▶ [WORK REQUIRED] Exact transcription with no images: write out all of the entries below.

(Collected data)
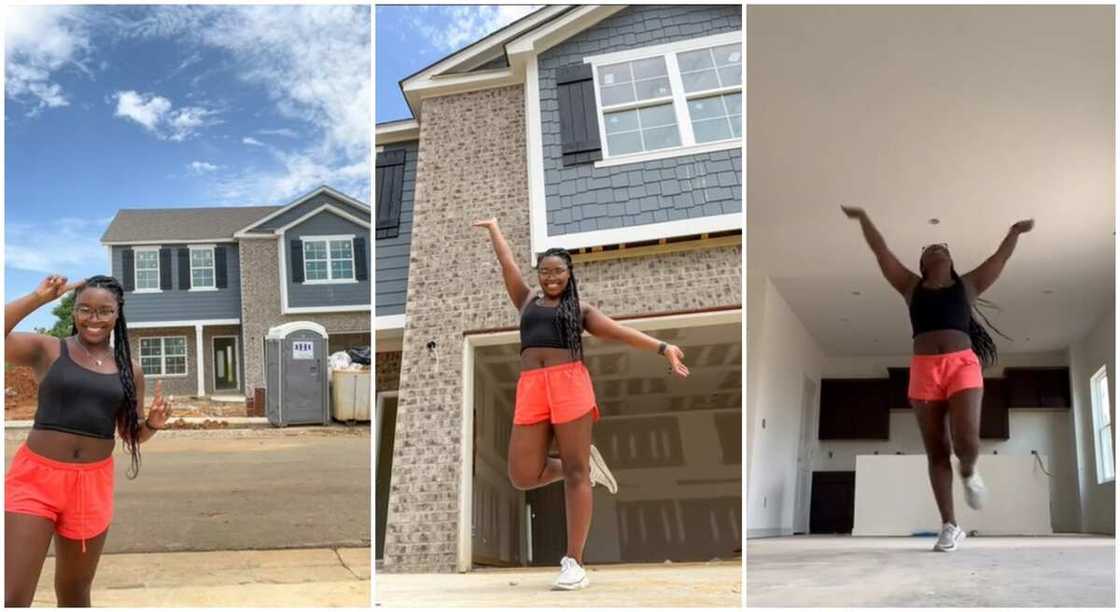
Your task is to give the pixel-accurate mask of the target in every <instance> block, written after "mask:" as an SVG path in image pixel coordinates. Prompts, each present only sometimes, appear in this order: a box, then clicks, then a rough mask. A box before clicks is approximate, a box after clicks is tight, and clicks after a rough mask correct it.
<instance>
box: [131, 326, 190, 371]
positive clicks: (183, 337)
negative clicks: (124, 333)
mask: <svg viewBox="0 0 1120 612" xmlns="http://www.w3.org/2000/svg"><path fill="white" fill-rule="evenodd" d="M140 367H141V368H142V369H143V373H144V374H146V375H153V377H176V375H186V373H187V339H186V336H171V337H142V339H140Z"/></svg>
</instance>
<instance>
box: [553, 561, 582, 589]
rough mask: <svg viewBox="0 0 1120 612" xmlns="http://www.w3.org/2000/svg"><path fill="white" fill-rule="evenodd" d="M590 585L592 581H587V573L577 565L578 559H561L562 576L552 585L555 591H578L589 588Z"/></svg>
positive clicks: (557, 576) (560, 567)
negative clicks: (588, 587) (577, 559)
mask: <svg viewBox="0 0 1120 612" xmlns="http://www.w3.org/2000/svg"><path fill="white" fill-rule="evenodd" d="M589 584H591V581H589V579H587V572H585V571H584V568H582V567H580V565H579V564H578V563H576V559H573V558H571V557H564V558H562V559H560V575H559V576H557V579H556V582H553V583H552V590H553V591H578V590H580V588H587V586H588V585H589Z"/></svg>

▶ [WRITTEN RESPONSE]
Your task is to give the pixel-accurate mask of the target in every <instance> block, written after "mask:" as an SVG path in image pixel coordinates. Prompts, each present only sometimes, appear in this order: a box, then clicks, then a rough mask. A box before clicks is approximate, a box after clicks is tight, and clicks after a rough mask correct it.
<instance>
box: [131, 326, 190, 371]
positive clicks: (183, 337)
negative clicks: (124, 333)
mask: <svg viewBox="0 0 1120 612" xmlns="http://www.w3.org/2000/svg"><path fill="white" fill-rule="evenodd" d="M140 367H141V368H142V369H143V373H144V374H146V375H153V377H176V375H186V373H187V339H186V336H171V337H142V339H140Z"/></svg>
</instance>
<instance>
box: [553, 561, 582, 589]
rough mask: <svg viewBox="0 0 1120 612" xmlns="http://www.w3.org/2000/svg"><path fill="white" fill-rule="evenodd" d="M590 585L592 581H587V573L577 565L578 559H561L562 576L552 585L555 591H578L589 588Z"/></svg>
positive clicks: (557, 576) (560, 567)
negative clicks: (588, 587) (577, 559)
mask: <svg viewBox="0 0 1120 612" xmlns="http://www.w3.org/2000/svg"><path fill="white" fill-rule="evenodd" d="M589 584H591V581H589V579H587V572H585V571H584V568H582V567H580V565H579V564H578V563H576V559H573V558H571V557H564V558H562V559H560V575H559V576H557V579H556V582H553V583H552V590H553V591H578V590H580V588H587V586H588V585H589Z"/></svg>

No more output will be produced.